=== Exercises to complete ===
A) List every username that posts in the forum thread about My Fitness Pal, counting each person once.
B) In the forum thread about My Fitness Pal, what monthly price does Squidge give for switching Weight Watchers to esource only?

* START Provided text *

# My Fitness Pal...?



## lace&pearls

Just wondering if anyone has tried MFP? I had no idea it was free until today! I have been paying £22 (roughly) a month for weight watchers mainly just for the app :-/ eep I wish I'd known about this before!

I lost about 7lbs just before xmas which I was chuffed with. Since xmas I have just been doing it on and off, (mostly off!) but I have managed to keep it off (last time I check I had) so I had been thinking of cancelling my WW subscription as I haven't been going to meetings and I don't diet everyday. To be honest, I hope this doesn't sound like a bad attitude, but that kind of suits me, maybe I'm delusional but I would like to lose about a stone (and see how I get on from there) I believe I need to lose about a stone to be within my healthy BMI, but I don't want it to consume my life/be the be all and end all. I do like WW so I am a bit scared to cancel the subscription, BUT I really resent paying the money for it (that is a lot to me!) and I find going to the meeting a bit of a chore if I'm honest.

Ah not sure what to do - should I cancel my WW in favour of MFP? .. was hoping to get some honest reviews of MFP?


----------



## ImSoTired

I've never tried weight watchers or anything else but I will say that MFP helped me a lot! Before getting pregnant I lost about 30 lbs using MFP. I loved it. I'm just trying to get back into it now because after the baby I really need to lose weight again.:dohh:


----------



## hellohefalump

I love mfp I've lost ten kilos since march using it


----------



## helen_beee

I use MFP religiously, I could not have lost all my baby weight without it. I'm not at my goal weight but that's because I didn't factor in that muscle weighs more than fat and I'm much more toned now than when I set it. I cannot say enough good things about MFP, it has totally changed my life - well MFP and Jillian Michaels combined! xx


----------



## seoj

I use a similar app (loseit) and LOVE LOVE LOVE it. It helped me lose the baby weight and then some... then I fell "off the wagon" and gained back 5lbs- oops. But that was my own fault- so I'm back on it again... although struggling a bit more this time to stick with it and it's harder to lose those last few lbs than it was the first time for sure! But loseit was free too- and so easy- just track food (calories) and workouts... certainly helped motive me to workout harder too as the more calories I burn the more I can eat! LOL. Best of luck- I've heard good things about MFP too :)


----------



## lace&pearls

ah thanks ladies! this is making me seriously consider cancelling WW. If I'm just using the app I imagine it's more or less the same? just that WW converts it into points... and charges you money for it. I'm just a bit scared I'll cancel it and regret it :blush: lol


----------



## Squidge

If you've got WW online then change it to esource only which still lets you keep the tracker etc and its only £6.95 a month. That way you can track on MFP for a coup&#322;e of weeks to see if it works for you. If it does, great, you can cancel it. If it doesn't then obviously you can go back to WW as you didn't cancel it :)

* END Provided text *
* START Stored records *

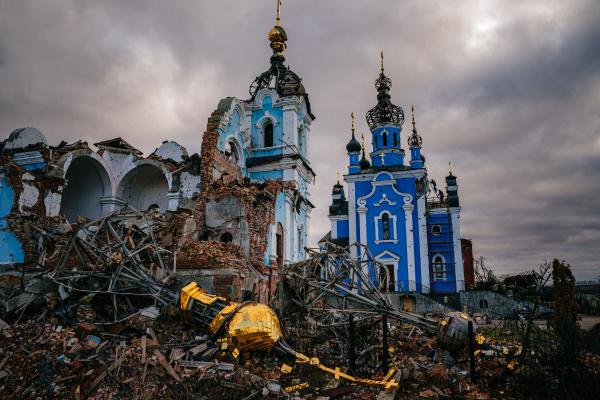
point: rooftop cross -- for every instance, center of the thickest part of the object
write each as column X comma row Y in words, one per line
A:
column 278, row 18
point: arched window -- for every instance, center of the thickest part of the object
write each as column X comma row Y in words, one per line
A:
column 231, row 152
column 387, row 282
column 279, row 244
column 385, row 227
column 268, row 131
column 438, row 268
column 226, row 237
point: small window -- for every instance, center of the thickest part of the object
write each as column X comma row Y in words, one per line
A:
column 385, row 227
column 438, row 269
column 268, row 135
column 387, row 282
column 231, row 153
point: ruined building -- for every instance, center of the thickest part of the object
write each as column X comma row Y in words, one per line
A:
column 394, row 210
column 238, row 211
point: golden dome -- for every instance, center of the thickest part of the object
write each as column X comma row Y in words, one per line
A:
column 277, row 37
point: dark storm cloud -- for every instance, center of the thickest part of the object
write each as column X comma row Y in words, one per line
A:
column 508, row 91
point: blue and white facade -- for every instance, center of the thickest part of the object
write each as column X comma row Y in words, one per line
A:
column 267, row 136
column 394, row 211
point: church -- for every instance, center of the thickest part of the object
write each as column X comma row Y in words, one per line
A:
column 393, row 212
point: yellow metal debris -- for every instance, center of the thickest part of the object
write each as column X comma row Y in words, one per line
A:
column 294, row 388
column 286, row 369
column 254, row 327
column 193, row 291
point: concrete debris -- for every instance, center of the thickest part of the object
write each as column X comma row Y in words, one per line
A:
column 102, row 317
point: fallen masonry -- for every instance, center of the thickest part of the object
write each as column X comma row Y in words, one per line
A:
column 109, row 318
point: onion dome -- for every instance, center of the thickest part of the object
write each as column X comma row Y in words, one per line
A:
column 414, row 140
column 364, row 163
column 353, row 146
column 279, row 77
column 384, row 111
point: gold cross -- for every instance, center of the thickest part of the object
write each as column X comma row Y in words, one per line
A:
column 278, row 18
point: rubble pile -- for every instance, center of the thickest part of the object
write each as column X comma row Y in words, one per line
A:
column 85, row 360
column 210, row 254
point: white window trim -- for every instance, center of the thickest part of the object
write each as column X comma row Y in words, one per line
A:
column 435, row 274
column 388, row 258
column 392, row 218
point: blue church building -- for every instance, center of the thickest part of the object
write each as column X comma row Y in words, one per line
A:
column 394, row 211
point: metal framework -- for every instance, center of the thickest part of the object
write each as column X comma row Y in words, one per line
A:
column 330, row 283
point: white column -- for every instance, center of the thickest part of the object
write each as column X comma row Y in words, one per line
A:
column 362, row 221
column 410, row 248
column 352, row 217
column 421, row 210
column 173, row 201
column 273, row 250
column 288, row 232
column 459, row 268
column 290, row 128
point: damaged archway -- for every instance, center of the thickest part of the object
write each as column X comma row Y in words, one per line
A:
column 87, row 182
column 143, row 187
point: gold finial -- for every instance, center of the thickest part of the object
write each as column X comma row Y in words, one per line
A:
column 278, row 18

* END Stored records *

=== Full answers ===
A) lace&pearls, ImSoTired, hellohefalump, helen_beee, seoj, Squidge

B) £6.95 a month